**AUFGABEN**:
(1) Wie viele Beschäftigte wollte Repsol laut dem Textauszug entlassen?
(2) Fasse den Textauszug in zwei Sätzen zusammen.
(3) Zähle alle Länder auf, die im Textauszug mit ihrem Namen genannt werden.

Um den Mittelstand zu besänftigen, beschloss die Regierung zudem, dass Kredite unter 100 000 Dollar im Verhältnis eins zu eins getauscht werden sollen. Im Interesse ausländischer Banken und großer Unternehmen einigte man sich darauf, Schulden von über 100 000 Dollar im Verhältnis eins zu 1,2 anzugleichen. Die durch diese Maßnahmen entstehenden Milliarden-Differenzen für die Banken, die im Vergleich zum realen Wechselkurs entstehen, übernimmt der argentinische Staat. Die Kosten sollen durch die Einführung einer Erdölsteuer finanziert werden.

Das aber rief erneut die Erdölunternehmen auf den Plan. Die spanische Repsol drohte damit, 5 000 Beschäftigte zu entlassen. Auch die deutsche BASF, die in Argentinien ihr Geld mit Öl und Erdgas verdient, beschwerte sich über sinkende Profite. Nach Schätzungen von Wirtschaftsexperten verliert das Unternehmen durch die Maßnahmen der Regierung 90 bis 100 Millionen Euro, etwa drei Prozent ihres Umsatzes.

Entsprechend schwierig war die Situation für Argentiniens Außenminister Carlos Ruckauf, als er in der vergangenen Woche nach Italien, Spanien und in die USA reiste, um über Unterstützungszahlungen zu verhandeln. Das Land habe in der Vergangenheit den Internationalen Währungsfonds (IWF) getäuscht, ließ er vor seiner Abfahrt wissen. Jetzt aber sei man bereit, »definitive Maßnahmen« zu ergreifen. »Wir wissen, dass wir zu einer Übereinkunft mit dem Fonds kommen müssen, aber gleichzeitig können wir nicht gegen die Interessen der Bevölkerung handeln«, erklärte Ruckauf in Madrid.

Gespeicherte Einträge
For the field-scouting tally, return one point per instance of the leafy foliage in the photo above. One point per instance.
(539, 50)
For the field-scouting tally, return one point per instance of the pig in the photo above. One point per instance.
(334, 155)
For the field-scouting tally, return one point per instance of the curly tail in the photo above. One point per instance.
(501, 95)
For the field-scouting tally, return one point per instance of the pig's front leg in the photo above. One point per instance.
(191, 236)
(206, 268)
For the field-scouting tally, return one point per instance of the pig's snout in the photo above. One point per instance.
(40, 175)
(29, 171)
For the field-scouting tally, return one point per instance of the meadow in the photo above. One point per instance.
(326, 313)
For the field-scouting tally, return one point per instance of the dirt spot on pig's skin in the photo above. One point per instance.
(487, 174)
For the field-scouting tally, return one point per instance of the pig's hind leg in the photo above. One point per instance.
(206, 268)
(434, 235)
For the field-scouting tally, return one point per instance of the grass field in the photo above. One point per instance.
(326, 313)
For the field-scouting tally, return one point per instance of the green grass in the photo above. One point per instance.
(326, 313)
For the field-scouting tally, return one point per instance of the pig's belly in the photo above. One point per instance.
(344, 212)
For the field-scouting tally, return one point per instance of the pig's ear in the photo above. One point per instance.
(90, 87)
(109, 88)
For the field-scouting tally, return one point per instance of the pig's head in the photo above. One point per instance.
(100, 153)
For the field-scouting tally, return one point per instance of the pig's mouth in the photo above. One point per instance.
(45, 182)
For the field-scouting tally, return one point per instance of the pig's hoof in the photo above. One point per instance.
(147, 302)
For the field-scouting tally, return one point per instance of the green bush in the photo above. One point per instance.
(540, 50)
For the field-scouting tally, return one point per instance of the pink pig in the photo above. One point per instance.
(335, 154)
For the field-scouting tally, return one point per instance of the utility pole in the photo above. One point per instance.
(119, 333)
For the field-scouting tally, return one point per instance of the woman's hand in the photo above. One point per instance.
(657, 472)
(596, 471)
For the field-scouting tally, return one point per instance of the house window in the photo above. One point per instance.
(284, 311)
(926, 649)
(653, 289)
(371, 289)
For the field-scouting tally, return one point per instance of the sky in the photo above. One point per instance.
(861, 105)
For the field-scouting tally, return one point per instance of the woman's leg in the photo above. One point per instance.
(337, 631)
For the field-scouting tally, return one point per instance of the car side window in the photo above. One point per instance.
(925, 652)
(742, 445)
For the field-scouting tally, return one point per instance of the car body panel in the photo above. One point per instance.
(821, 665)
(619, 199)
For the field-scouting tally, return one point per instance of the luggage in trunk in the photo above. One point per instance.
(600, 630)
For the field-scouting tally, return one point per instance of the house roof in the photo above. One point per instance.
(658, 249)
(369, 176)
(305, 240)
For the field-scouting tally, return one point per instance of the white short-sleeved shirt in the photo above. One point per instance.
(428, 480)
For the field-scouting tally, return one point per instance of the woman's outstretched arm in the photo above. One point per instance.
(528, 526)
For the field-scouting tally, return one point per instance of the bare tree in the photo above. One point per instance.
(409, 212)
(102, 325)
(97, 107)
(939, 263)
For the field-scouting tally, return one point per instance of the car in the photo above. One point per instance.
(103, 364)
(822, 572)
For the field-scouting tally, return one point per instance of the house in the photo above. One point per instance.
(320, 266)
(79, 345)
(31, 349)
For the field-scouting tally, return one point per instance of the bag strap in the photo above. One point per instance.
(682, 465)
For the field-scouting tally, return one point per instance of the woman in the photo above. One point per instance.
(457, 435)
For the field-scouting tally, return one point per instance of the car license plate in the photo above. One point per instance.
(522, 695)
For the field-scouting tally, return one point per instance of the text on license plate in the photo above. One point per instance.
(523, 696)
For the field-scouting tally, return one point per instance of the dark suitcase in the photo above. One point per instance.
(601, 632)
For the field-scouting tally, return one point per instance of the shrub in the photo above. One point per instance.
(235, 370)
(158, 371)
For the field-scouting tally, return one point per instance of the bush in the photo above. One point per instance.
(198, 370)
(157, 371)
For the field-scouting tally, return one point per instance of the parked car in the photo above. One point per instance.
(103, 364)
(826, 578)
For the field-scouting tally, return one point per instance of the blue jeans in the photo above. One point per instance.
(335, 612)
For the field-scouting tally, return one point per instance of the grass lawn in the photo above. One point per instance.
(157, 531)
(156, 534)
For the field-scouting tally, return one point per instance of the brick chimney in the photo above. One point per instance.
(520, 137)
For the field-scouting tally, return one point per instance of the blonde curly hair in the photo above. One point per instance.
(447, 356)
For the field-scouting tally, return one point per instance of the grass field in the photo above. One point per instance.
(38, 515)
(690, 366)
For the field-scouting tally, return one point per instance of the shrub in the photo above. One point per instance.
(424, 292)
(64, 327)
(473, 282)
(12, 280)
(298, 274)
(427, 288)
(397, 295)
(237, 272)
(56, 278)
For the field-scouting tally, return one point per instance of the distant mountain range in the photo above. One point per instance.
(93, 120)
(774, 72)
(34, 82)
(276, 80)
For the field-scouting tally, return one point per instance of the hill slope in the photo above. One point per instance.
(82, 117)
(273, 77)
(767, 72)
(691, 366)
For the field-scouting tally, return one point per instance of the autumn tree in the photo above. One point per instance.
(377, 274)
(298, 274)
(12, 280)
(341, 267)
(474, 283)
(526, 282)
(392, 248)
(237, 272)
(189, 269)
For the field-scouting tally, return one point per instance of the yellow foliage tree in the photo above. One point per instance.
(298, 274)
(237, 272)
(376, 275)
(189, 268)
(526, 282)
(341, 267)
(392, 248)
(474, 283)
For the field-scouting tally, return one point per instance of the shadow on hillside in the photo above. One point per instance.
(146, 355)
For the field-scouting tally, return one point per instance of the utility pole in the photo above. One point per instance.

**VOLLSTÄNDIGE LÖSUNGEN**:
(1) 5 000 Beschäftigte.

(2) Die argentinische Regierung beschloss, Kredite unter 100 000 Dollar eins zu eins und Schulden über 100 000 Dollar im Verhältnis eins zu 1,2 anzugleichen; die Differenzen für die Banken übernimmt der Staat, der die Kosten über eine Erdölsteuer finanzieren will. Dagegen wehrten sich Erdölunternehmen wie Repsol und BASF, während Außenminister Carlos Ruckauf nach Italien, Spanien und in die USA reiste, um über Unterstützungszahlungen zu verhandeln.

(3) Argentinien, Italien, Spanien, USA